> Instructions:
1. Retype the OpenFlow configuration text between "5. Configure MAC" and "inband management VLANs.", inclusive.
2. Write what comes next in the OpenFlow instance configuration steps, picking up after their final sentence.

> Document text:
Activating or reactivating an OpenFlow instance
1. Enter system view.
system-view
2. Enter OpenFlow instance view.
openflow instance instance-id
3. Activate or reactivate the OpenFlow instance.
active instance
By default, an OpenFlow instance is not activated.
Configuring OpenFlow instance attributes
Restrictions and guidelines
The OpenFlow instance attribute configurations of an OpenFlow instance can take effect without activation for the OpenFlow instance.
Procedure
1. Enter system view.
system-view
2. Enter OpenFlow instance view.
openflow instance instance-id
3. Configure a description for the OpenFlow instance.
description text
By default, an OpenFlow instance does not have a description.
4. Set OpenFlow timers.
¡ Set the connection detection interval.
controller echo-request interval interval
The default setting is 5 seconds.
¡ Set the reconnection interval.
controller connect interval interval
The default setting is 60 seconds.
5. Configure MAC address-related features.
¡ Forbid MAC address learning for VLANs associated with the OpenFlow instance.
mac-learning forbidden
By default, MAC address learning is allowed for VLANs associated with an OpenFlow instance.
The configuration does not take effect on inband management VLANs.
¡ Configure the OpenFlow instance to support matching the dynamic MAC addresses in the query and deletion flow entry instructions sent from controllers.
mac-ip dynamic-mac aware
By default, an OpenFlow instance ignores dynamic MAC addresses in the query and deletion flow entry instructions sent from controllers.

> Given data:
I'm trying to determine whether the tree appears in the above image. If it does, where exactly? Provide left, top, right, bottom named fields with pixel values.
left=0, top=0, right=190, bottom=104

> Answers:
1.
5. Configure MAC address-related features.
¡ Forbid MAC address learning for VLANs associated with the OpenFlow instance.
mac-learning forbidden
By default, MAC address learning is allowed for VLANs associated with an OpenFlow instance.
The configuration does not take effect on inband management VLANs.

2.
Only MAC-IP flow tables support this feature.
Configuring controllers for an OpenFlow switch
Restrictions and guidelines
Make sure the configuration of an auxiliary connection does not conflict with the configuration of the main connection. Otherwise, the auxiliary connection cannot be established.
Procedure
1. Enter system view.
system-view
2. Enter OpenFlow instance view.
openflow instance instance-id
3. Specify a controller and configure the main connection to the controller.
controller controller-id address { ip ipv4-address | ipv6 ipv6-address } [ port port-number ] [ local address { ip local-ipv4-address | ipv6 local-ipv6-address } [ port local-port- number ] ] [ ssl ssl-policy-name ] [ vrf vrf-name ]
By default, an OpenFlow instance does not have a main connection to a controller.
The source IP address must be the IP address of a port belonging to an OpenFlow instance. Otherwise, the OpenFlow switch might fail to establish a connection with the controller.
4. (Optional) Specify a controller and configure an auxiliary connection to the controller.
controller id auxiliary auxiliary-id transport { tcp | udp | ssl ssl-policy-name } [ address { ip ipv4-address | ipv6 ipv6-address } ] [ port port-number ]
By default, an OpenFlow instance does not have auxiliary connections to a controller.
If no destination IP address and port number are specified, the auxiliary connection uses the destination IP address and port number configured for the main connection.
5. (Optional) Set the connection interruption mode.
fail-open mode { secure | standalone }
By default, the secure mode is used.
Configuring an OpenFlow instance to act as an SSL server to listen to controllers
About this task
Typically, an OpenFlow instance actively connects to the controller acting as a TCP/SSL client. After the SSL server is enabled for an OpenFlow instance, the controller acts as the SSL client and actively connects to the OpenFlow instance. For more information about SSL, see Security Configuration Guide.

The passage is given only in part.